--- INFORMATION SHOWN Enclosed Below ---

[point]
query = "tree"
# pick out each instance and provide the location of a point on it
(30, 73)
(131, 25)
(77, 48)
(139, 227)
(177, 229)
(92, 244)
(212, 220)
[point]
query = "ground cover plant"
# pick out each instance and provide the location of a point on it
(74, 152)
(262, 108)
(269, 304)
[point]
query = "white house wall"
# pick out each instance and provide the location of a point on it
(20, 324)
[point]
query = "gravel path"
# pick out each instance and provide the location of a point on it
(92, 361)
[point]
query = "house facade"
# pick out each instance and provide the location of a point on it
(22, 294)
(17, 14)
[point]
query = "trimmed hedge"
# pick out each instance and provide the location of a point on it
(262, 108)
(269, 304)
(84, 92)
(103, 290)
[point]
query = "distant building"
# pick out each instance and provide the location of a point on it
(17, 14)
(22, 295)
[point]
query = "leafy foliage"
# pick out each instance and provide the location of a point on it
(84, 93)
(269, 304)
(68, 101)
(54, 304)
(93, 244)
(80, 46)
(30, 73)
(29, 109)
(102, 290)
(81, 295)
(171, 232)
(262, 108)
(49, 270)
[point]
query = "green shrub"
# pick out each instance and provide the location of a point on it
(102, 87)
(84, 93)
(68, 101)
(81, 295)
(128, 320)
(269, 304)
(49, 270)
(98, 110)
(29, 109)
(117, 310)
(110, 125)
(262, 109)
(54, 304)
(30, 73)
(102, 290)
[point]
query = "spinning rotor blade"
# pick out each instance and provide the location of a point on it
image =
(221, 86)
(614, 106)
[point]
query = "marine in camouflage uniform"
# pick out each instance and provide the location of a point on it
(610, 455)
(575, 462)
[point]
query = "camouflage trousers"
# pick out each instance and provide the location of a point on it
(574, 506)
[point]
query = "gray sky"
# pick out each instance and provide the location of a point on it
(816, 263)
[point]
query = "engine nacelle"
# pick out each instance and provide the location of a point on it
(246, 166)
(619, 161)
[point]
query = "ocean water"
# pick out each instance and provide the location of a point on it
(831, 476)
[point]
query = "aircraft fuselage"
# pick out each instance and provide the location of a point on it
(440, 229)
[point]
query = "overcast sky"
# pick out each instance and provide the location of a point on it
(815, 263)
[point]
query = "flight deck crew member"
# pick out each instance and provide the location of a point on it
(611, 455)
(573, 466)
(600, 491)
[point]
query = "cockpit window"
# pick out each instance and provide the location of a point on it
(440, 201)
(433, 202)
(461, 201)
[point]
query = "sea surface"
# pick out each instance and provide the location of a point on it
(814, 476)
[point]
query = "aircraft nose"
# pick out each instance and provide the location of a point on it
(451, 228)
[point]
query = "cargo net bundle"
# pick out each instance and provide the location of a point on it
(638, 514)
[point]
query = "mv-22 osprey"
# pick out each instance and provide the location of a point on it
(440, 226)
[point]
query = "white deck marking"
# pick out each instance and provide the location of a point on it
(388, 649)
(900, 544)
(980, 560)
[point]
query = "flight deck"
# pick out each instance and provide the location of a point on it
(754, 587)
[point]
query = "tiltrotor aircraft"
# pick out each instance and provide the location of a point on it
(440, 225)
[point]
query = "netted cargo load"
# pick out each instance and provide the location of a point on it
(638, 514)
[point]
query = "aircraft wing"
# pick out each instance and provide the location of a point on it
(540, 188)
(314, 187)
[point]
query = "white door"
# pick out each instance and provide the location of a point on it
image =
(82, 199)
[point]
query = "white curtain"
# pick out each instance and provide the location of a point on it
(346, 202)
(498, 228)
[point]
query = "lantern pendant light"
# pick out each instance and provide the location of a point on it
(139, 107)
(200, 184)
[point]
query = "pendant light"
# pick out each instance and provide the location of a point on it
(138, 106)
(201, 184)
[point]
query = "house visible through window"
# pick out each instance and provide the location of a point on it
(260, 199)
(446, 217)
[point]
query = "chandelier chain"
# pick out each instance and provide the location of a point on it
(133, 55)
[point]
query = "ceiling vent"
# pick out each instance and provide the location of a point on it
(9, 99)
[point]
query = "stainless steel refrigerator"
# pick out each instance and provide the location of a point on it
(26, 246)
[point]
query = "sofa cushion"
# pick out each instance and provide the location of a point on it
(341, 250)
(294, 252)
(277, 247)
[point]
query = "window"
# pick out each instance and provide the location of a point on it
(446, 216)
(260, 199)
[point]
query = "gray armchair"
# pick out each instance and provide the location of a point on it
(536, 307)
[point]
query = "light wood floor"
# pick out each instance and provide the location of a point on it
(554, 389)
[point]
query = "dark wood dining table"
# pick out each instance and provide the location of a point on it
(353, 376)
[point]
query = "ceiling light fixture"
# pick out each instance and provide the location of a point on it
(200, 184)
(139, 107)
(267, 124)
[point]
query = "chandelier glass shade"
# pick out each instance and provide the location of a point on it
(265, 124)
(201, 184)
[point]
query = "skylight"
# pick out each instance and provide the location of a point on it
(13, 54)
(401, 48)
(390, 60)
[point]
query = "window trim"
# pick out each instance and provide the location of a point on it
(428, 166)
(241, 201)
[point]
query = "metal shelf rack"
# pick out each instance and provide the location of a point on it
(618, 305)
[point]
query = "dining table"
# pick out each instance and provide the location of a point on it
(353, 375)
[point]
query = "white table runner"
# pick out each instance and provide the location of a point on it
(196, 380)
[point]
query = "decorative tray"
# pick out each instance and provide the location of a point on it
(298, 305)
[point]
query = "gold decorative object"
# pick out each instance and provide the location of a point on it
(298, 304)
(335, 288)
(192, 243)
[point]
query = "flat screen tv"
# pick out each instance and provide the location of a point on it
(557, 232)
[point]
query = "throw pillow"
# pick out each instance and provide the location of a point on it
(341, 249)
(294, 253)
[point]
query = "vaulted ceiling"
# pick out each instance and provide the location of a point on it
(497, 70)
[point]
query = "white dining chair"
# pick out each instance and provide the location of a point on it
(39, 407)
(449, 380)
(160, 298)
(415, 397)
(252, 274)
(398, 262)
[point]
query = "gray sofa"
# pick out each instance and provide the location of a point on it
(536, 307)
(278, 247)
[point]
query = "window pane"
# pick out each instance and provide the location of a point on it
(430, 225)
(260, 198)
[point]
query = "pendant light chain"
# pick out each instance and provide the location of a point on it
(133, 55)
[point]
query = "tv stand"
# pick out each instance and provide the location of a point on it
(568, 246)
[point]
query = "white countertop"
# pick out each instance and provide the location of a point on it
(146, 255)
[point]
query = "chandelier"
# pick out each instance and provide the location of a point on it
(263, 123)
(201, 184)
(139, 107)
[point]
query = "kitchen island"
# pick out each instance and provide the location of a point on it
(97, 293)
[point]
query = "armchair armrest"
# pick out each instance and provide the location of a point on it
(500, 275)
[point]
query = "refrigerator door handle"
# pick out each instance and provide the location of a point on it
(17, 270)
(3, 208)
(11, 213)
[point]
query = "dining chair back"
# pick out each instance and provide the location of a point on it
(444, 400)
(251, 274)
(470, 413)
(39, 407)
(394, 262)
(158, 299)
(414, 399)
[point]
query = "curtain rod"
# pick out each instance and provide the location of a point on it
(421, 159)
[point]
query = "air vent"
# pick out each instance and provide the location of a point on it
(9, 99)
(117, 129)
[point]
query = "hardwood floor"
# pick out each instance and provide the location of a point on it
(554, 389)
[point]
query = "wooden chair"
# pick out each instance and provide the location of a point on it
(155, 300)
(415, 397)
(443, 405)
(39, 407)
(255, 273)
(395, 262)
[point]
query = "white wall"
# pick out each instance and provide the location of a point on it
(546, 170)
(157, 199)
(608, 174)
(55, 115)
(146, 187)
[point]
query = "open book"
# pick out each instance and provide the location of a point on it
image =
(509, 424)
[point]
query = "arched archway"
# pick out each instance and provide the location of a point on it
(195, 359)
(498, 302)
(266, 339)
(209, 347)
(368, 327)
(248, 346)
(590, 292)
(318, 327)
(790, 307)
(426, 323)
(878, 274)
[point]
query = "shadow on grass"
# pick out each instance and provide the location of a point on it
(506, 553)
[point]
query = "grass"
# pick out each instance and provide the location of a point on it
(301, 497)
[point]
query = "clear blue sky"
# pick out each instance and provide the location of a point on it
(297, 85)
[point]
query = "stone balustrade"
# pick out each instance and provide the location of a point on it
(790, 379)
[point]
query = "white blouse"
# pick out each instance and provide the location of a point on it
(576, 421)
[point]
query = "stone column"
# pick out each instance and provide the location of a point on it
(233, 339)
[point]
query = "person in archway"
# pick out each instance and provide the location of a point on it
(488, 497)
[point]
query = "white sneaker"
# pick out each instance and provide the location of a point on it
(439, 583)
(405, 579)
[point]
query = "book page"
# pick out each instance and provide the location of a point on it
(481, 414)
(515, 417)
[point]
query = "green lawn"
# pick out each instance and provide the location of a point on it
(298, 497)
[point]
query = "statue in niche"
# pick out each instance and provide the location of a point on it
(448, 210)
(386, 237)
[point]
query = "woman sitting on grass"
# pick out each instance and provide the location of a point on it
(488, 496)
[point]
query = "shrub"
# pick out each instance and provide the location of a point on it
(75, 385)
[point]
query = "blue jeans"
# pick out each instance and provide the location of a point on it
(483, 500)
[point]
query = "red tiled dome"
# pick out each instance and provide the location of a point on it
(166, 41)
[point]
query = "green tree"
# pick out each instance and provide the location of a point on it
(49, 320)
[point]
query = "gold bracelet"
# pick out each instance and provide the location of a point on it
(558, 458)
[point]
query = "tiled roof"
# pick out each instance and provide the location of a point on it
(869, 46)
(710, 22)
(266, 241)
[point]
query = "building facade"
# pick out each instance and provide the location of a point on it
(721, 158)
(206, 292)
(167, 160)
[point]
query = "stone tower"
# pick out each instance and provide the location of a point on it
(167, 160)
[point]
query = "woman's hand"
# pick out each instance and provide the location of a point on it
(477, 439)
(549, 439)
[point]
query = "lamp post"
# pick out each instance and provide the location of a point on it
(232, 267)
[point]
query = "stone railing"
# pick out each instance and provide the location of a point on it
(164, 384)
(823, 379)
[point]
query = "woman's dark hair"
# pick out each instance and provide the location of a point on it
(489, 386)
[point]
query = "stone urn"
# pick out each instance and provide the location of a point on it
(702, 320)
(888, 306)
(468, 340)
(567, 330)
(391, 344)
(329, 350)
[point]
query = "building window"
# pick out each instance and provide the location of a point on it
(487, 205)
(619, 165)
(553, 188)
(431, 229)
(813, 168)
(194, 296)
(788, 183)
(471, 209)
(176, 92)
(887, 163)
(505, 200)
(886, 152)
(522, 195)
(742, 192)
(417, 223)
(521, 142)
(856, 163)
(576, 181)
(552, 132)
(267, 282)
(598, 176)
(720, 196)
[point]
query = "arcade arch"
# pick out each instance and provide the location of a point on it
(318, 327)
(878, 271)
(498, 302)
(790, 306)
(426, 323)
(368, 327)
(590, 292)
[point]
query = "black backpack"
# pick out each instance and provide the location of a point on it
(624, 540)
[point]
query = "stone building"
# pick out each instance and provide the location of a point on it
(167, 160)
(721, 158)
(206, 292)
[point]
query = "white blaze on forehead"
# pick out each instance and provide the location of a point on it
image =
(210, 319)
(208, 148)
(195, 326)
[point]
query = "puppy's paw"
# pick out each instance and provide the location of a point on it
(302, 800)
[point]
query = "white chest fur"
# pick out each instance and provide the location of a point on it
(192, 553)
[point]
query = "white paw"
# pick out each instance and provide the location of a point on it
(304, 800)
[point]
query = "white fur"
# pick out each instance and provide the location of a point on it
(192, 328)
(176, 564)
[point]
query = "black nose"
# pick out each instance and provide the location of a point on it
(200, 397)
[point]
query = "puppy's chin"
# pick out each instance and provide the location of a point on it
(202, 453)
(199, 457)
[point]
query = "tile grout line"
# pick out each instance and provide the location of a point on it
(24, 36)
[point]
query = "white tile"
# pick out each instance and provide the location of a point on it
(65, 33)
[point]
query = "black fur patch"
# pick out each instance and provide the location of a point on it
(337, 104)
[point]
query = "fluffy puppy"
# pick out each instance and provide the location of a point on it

--- End of Enclosed INFORMATION SHOWN ---

DESCRIPTION OF THE TASK ->
Copy out every line of the entries where the string "cargo" shows up.

RESULT OF THIS EXERCISE ->
query = "cargo net bundle"
query = "netted cargo load"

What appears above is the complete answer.